╭─ Estratto del documento

Un altro modo di possedere
Il Consorzio degli Uomini di Massenzatica
Il Consorzio degli Uomini di Massenzatica (CUM) è una proprietà collettiva di circa 353 ettari nel Delta del Po (Mesola, Ferrara), che ha vinto in Italia il primo premio per il paesaggio nel 2018-19 e nel 2020 il premio speciale europeo. Primi in Europa! Ma la sua importanza non è dovuta al “paesaggio”, quanto invece alla straordinaria sperimentazione sociale che è in atto dal 1994.
Siamo in presenza di una terza forma di proprietà “collettiva” (né privata, né pubblica), dovuta a un lascito del vescovo di Pomposa di mille anni fa a poveri contadini di una terra allora inospitale e acquitrinosa. Potevano rimanerne proprietari solo però se lì abitavano. Nel Novecento i soci rimasti vivevano una fase sempre più difficile, i terreni erano mal coltivati, le zone marginali e la povertà cresceva. Negli ultimi trent’anni si andava poi estendendo il latifondo e sempre più contadini hanno venduto alle grandi imprese. Il timore era che anche questa terra venisse gradualmente affittata a esterni, com’è avvenuto in Italia sia per i piccoli contadini, sia per beni collettivi.

╰─
╭─ Materiale estratto

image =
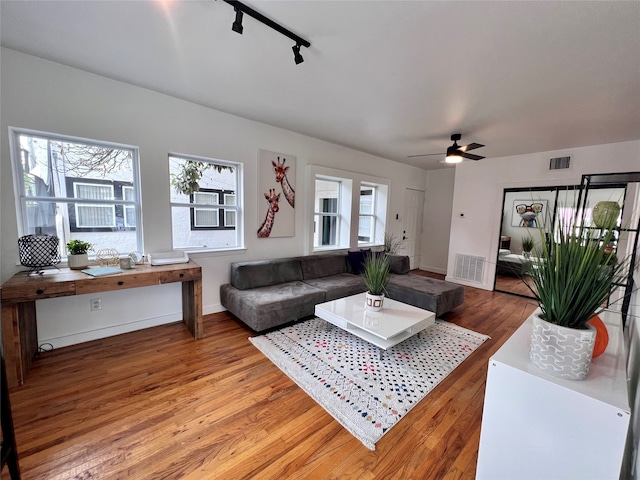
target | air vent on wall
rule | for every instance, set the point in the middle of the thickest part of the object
(559, 163)
(469, 267)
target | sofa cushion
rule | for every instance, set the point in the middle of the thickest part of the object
(317, 266)
(262, 273)
(267, 307)
(431, 294)
(338, 286)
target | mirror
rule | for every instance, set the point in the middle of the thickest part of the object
(533, 213)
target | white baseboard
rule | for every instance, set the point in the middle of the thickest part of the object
(96, 334)
(215, 308)
(469, 284)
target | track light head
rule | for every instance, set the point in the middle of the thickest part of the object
(296, 54)
(237, 24)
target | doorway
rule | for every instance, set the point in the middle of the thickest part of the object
(412, 225)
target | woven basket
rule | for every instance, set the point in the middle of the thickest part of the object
(39, 250)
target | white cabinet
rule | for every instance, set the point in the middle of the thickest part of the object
(535, 426)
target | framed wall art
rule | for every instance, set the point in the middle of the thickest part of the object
(527, 213)
(276, 194)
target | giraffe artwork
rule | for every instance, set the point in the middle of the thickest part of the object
(277, 171)
(281, 177)
(272, 199)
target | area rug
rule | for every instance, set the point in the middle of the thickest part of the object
(366, 391)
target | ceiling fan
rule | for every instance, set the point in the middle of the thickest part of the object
(456, 153)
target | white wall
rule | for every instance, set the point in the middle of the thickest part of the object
(479, 188)
(437, 219)
(46, 96)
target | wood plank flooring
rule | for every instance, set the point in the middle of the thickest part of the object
(157, 404)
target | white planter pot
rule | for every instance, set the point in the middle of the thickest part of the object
(561, 351)
(374, 302)
(78, 262)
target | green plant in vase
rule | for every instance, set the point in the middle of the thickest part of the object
(375, 274)
(78, 257)
(527, 245)
(571, 278)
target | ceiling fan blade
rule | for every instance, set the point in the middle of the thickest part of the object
(471, 156)
(425, 155)
(471, 146)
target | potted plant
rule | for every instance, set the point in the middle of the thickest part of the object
(527, 246)
(78, 257)
(375, 274)
(571, 279)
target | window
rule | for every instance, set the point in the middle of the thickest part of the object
(349, 209)
(367, 217)
(204, 210)
(76, 189)
(327, 217)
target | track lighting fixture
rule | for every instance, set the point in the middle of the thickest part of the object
(296, 54)
(241, 8)
(237, 25)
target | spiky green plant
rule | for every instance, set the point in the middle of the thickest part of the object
(375, 272)
(573, 275)
(78, 247)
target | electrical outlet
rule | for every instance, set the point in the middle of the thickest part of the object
(95, 304)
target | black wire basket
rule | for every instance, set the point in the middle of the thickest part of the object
(38, 251)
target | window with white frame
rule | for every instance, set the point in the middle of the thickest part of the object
(367, 214)
(350, 209)
(327, 214)
(76, 189)
(204, 207)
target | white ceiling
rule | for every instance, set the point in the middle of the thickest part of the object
(392, 78)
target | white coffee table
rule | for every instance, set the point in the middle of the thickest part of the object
(393, 324)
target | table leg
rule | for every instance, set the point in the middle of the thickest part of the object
(192, 307)
(19, 340)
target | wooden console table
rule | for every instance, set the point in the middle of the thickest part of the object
(20, 292)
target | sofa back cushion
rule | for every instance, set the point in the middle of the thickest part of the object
(317, 266)
(263, 273)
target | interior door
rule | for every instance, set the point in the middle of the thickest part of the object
(412, 225)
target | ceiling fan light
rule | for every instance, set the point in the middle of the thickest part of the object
(453, 159)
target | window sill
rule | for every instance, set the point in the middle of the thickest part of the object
(214, 252)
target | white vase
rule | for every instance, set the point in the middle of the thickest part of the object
(78, 261)
(374, 302)
(561, 351)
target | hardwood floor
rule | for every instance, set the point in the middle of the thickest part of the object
(157, 404)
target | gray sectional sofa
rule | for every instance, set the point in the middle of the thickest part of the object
(268, 293)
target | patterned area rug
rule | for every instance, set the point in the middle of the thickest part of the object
(365, 389)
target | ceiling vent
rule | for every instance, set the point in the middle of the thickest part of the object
(559, 163)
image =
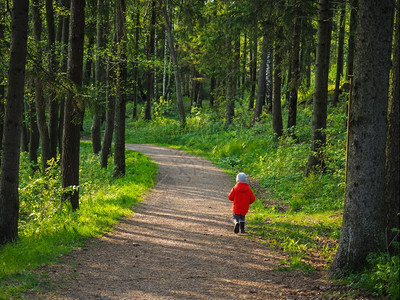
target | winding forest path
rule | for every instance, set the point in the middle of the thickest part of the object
(179, 244)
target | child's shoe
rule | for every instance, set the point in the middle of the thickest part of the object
(241, 228)
(236, 229)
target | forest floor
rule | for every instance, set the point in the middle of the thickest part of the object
(179, 244)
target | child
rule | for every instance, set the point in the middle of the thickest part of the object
(242, 196)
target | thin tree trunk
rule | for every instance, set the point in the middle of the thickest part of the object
(276, 94)
(120, 95)
(39, 97)
(253, 70)
(352, 32)
(176, 67)
(54, 103)
(150, 56)
(2, 77)
(393, 147)
(295, 76)
(73, 109)
(9, 198)
(320, 100)
(261, 85)
(365, 214)
(339, 64)
(230, 83)
(102, 16)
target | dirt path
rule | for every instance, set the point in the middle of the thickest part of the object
(179, 244)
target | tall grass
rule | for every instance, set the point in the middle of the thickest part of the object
(298, 214)
(48, 228)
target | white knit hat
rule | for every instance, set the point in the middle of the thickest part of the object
(241, 177)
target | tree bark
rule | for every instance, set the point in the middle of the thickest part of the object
(339, 62)
(178, 84)
(39, 96)
(295, 75)
(276, 92)
(54, 103)
(150, 56)
(2, 76)
(352, 32)
(230, 83)
(392, 147)
(73, 106)
(365, 214)
(261, 84)
(9, 198)
(253, 72)
(320, 100)
(120, 96)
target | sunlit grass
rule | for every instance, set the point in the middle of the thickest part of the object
(49, 228)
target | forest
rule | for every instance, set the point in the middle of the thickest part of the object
(303, 96)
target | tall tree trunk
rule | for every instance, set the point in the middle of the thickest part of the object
(2, 75)
(352, 33)
(253, 71)
(320, 100)
(392, 146)
(73, 108)
(9, 198)
(261, 85)
(230, 83)
(135, 66)
(120, 95)
(39, 96)
(100, 74)
(66, 4)
(339, 63)
(150, 56)
(295, 74)
(175, 61)
(276, 93)
(365, 215)
(54, 103)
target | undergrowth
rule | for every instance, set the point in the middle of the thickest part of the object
(49, 228)
(298, 214)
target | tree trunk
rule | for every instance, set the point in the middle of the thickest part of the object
(230, 83)
(66, 4)
(261, 85)
(253, 71)
(339, 64)
(295, 76)
(39, 96)
(54, 103)
(320, 101)
(102, 16)
(276, 93)
(392, 147)
(365, 215)
(150, 56)
(120, 95)
(2, 76)
(352, 32)
(9, 198)
(176, 67)
(73, 106)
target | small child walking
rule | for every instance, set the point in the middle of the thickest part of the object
(242, 196)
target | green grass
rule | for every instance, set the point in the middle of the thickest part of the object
(300, 215)
(48, 228)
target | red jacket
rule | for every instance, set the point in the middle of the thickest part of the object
(242, 196)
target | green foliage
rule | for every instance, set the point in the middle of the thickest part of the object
(300, 215)
(381, 277)
(48, 227)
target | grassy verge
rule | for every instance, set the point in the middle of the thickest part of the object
(294, 213)
(49, 228)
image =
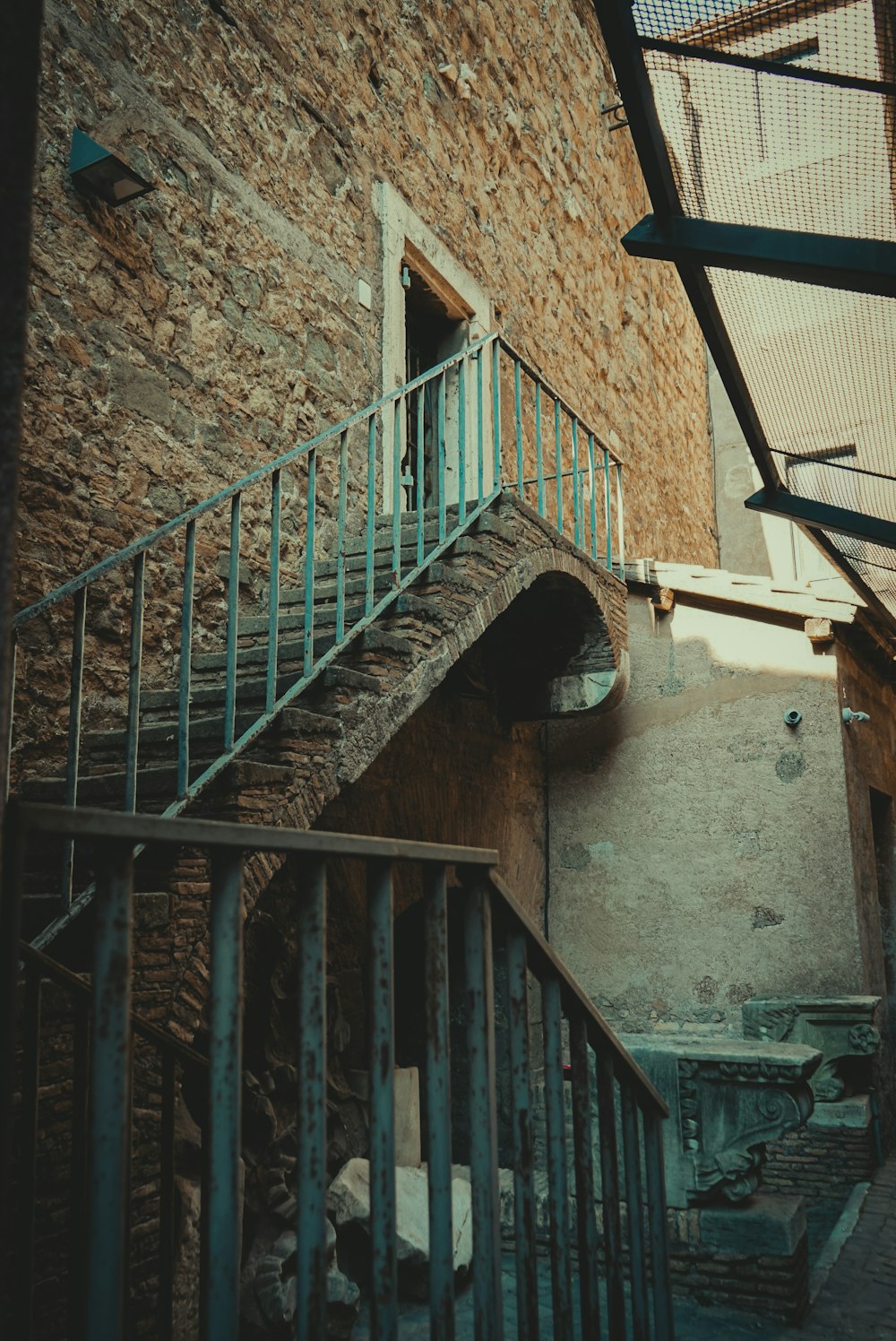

╰─

Azioni da svolgere –
**A.** Secondo l'estratto del documento, da quale anno è in atto la sperimentazione sociale del Consorzio degli Uomini di Massenzatica?
**B.** Elenca tutti gli anni scritti in cifre che compaiono nell'estratto del documento.
**C.** Restituisci senza modifiche la parte dell'estratto del documento che si apre con le parole contenenti "Un altro modo" e si chiude con "atto dal 1994.".

Risultati –
**A.** Dal 1994.

**B.** 2018-19, 2020, 1994

**C.**
Un altro modo di possedere
Il Consorzio degli Uomini di Massenzatica
Il Consorzio degli Uomini di Massenzatica (CUM) è una proprietà collettiva di circa 353 ettari nel Delta del Po (Mesola, Ferrara), che ha vinto in Italia il primo premio per il paesaggio nel 2018-19 e nel 2020 il premio speciale europeo. Primi in Europa! Ma la sua importanza non è dovuta al “paesaggio”, quanto invece alla straordinaria sperimentazione sociale che è in atto dal 1994.